-- begin DATA FOR THIS TASK --

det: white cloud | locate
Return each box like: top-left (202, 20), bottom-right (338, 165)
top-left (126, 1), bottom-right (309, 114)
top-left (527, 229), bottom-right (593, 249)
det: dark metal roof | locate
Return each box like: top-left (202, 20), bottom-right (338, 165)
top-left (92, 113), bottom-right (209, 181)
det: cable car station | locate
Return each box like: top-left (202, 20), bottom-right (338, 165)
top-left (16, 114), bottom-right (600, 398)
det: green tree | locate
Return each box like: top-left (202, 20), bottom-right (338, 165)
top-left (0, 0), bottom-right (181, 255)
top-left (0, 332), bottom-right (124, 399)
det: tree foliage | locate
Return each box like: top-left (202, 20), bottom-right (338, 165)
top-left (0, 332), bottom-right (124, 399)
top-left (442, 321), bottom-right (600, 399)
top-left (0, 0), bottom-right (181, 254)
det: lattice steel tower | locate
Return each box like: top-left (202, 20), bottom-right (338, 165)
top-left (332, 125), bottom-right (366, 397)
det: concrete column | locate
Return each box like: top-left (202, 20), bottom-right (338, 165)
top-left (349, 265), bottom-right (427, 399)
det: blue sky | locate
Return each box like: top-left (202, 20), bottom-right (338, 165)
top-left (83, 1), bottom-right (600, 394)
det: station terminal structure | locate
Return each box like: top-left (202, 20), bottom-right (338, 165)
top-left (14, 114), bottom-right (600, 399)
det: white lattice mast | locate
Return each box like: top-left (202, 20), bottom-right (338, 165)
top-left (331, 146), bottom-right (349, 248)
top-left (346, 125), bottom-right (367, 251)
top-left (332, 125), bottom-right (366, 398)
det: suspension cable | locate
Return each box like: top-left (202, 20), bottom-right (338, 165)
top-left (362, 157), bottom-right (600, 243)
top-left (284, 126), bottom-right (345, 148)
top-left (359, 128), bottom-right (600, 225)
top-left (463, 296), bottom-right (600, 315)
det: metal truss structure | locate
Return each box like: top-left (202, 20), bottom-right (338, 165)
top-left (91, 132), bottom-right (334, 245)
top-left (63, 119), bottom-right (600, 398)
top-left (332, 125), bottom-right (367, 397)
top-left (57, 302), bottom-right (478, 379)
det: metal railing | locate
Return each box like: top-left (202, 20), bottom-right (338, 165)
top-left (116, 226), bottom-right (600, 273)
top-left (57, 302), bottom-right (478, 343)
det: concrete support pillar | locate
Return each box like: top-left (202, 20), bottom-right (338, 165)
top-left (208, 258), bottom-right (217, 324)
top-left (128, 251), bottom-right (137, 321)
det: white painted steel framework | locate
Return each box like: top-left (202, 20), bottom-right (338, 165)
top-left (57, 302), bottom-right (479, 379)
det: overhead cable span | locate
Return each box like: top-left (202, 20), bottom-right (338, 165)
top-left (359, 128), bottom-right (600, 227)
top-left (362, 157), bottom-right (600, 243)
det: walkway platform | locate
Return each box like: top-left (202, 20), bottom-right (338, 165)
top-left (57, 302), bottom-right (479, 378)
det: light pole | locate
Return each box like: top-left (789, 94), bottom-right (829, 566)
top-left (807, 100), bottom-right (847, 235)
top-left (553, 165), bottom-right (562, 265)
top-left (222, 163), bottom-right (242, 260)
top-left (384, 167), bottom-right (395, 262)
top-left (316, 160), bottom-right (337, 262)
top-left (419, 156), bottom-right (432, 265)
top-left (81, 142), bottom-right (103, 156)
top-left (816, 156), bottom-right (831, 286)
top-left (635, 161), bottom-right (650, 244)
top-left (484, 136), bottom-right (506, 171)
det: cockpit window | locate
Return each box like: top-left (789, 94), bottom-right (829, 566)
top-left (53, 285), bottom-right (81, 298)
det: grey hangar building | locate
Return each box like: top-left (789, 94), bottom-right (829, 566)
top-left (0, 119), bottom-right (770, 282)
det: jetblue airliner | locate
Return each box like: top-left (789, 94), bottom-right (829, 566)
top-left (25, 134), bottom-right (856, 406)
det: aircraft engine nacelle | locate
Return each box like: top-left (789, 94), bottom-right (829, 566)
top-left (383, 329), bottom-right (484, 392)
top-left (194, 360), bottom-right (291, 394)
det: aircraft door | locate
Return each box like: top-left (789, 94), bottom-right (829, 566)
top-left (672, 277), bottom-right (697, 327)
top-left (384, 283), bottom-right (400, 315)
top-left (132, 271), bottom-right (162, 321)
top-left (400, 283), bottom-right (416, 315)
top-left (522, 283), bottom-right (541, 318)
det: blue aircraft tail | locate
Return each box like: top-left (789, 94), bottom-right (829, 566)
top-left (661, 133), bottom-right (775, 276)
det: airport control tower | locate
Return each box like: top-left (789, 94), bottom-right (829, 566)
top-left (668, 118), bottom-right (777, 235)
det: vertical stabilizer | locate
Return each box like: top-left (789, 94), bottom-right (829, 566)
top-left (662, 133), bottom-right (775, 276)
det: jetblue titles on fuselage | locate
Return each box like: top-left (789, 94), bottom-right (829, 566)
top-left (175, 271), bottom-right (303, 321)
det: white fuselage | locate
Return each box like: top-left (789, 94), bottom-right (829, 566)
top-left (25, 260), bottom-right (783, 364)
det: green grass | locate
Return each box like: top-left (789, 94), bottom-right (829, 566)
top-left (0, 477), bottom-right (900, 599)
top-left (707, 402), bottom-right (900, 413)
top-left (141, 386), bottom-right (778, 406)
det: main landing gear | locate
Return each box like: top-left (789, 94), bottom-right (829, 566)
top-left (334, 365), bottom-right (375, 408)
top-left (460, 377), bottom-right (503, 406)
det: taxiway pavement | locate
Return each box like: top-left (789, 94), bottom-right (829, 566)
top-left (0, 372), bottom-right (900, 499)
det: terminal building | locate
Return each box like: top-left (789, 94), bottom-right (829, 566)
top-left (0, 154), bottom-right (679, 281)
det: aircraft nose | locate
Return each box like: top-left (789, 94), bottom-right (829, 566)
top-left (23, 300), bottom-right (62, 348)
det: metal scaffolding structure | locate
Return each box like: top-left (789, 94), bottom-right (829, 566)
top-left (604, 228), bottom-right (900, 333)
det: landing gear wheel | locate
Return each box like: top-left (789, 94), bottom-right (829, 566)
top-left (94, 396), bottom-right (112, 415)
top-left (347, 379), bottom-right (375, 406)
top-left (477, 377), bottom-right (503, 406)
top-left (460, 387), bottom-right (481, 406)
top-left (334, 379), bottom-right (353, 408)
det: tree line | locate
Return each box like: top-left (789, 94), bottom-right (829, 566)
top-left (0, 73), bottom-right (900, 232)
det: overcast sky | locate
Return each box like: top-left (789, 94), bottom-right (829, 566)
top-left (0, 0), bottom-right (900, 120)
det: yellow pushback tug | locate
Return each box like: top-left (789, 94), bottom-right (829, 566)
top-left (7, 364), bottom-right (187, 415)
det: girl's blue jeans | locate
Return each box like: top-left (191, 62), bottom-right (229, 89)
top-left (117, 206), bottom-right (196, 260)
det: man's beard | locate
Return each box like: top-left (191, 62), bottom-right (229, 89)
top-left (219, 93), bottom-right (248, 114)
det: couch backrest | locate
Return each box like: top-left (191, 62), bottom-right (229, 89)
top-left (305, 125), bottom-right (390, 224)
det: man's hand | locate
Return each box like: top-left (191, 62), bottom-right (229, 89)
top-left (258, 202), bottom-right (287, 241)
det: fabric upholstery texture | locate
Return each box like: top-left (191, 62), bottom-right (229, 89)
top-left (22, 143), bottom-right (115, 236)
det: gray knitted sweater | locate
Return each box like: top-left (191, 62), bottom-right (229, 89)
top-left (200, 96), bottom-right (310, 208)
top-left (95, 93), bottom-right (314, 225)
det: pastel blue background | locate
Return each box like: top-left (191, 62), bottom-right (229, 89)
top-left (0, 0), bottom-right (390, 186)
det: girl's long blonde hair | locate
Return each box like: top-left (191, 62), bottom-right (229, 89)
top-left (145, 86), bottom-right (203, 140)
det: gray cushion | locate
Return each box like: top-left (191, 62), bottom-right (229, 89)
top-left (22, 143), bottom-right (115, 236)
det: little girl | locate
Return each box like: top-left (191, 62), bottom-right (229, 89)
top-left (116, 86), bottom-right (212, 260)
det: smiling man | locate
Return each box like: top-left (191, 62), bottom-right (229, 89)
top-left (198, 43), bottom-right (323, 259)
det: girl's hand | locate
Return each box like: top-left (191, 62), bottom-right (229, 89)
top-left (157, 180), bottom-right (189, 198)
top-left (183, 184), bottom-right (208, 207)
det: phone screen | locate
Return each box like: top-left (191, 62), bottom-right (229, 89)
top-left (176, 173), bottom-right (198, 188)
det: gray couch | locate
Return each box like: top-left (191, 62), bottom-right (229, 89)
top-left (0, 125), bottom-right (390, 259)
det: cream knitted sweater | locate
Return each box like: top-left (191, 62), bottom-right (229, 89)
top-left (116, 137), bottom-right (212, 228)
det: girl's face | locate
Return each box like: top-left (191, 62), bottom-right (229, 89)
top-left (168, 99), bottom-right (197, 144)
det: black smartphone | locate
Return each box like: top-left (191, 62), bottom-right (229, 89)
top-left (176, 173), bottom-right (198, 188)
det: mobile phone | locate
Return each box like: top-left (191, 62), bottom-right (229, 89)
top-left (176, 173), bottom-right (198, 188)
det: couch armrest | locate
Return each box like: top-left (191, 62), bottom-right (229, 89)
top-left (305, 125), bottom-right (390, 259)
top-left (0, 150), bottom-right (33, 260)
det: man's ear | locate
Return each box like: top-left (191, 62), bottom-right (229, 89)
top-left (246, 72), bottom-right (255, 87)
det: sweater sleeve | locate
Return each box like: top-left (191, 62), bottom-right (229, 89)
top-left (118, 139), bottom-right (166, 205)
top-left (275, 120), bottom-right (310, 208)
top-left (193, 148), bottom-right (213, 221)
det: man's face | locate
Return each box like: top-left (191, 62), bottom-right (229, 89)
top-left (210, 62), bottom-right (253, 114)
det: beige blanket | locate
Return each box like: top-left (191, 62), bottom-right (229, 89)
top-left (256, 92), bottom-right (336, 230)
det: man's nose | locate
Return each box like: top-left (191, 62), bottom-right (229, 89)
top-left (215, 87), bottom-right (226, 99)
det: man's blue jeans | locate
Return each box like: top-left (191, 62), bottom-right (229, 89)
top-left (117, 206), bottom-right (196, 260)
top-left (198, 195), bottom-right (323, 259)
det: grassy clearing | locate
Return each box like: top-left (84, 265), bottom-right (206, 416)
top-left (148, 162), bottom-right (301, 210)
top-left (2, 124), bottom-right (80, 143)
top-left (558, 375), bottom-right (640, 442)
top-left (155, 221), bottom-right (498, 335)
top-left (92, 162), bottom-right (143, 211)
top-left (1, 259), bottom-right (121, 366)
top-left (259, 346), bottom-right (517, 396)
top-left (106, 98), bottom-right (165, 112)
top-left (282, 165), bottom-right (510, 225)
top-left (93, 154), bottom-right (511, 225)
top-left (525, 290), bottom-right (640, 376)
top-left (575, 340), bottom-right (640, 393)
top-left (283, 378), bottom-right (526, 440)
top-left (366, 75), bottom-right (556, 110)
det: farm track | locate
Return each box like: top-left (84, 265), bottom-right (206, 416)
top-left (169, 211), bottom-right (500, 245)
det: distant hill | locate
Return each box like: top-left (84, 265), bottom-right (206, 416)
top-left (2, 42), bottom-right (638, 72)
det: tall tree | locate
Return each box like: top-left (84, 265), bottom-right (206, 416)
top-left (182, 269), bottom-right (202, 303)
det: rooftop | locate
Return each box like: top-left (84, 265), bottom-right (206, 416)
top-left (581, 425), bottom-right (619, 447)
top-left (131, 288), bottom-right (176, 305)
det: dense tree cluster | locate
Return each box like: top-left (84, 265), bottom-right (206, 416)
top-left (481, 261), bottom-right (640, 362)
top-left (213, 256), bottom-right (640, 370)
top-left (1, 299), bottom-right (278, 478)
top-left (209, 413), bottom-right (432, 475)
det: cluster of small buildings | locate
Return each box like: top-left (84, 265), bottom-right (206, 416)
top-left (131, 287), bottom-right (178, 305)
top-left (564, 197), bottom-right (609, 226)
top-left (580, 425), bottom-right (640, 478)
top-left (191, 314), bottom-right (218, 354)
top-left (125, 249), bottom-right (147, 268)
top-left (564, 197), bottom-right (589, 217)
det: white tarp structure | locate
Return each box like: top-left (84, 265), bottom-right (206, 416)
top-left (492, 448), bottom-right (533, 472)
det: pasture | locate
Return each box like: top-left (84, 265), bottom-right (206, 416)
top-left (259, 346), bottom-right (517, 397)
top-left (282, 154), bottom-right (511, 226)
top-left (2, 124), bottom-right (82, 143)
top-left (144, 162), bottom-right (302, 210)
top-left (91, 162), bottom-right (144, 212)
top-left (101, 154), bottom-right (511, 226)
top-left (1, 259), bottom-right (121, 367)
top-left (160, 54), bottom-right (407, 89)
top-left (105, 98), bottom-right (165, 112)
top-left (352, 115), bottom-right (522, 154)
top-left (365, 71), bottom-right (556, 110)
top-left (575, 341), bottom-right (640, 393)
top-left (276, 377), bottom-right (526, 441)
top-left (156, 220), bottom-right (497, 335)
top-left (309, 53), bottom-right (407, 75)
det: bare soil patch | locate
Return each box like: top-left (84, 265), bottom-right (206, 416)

-- end DATA FOR THIS TASK --

Please reproduce the listing above word for word, starting at its first line and ending with the line containing "top-left (16, 114), bottom-right (600, 398)", including both of those lines.

[THE RESPONSE]
det: white cloud | locate
Return each box like: top-left (202, 20), bottom-right (338, 165)
top-left (126, 1), bottom-right (309, 114)
top-left (527, 229), bottom-right (593, 249)
det: dark metal roof | locate
Return each box like: top-left (202, 20), bottom-right (338, 165)
top-left (92, 113), bottom-right (209, 181)
det: cable car station | locate
Return each box like: top-left (202, 20), bottom-right (338, 165)
top-left (16, 114), bottom-right (600, 398)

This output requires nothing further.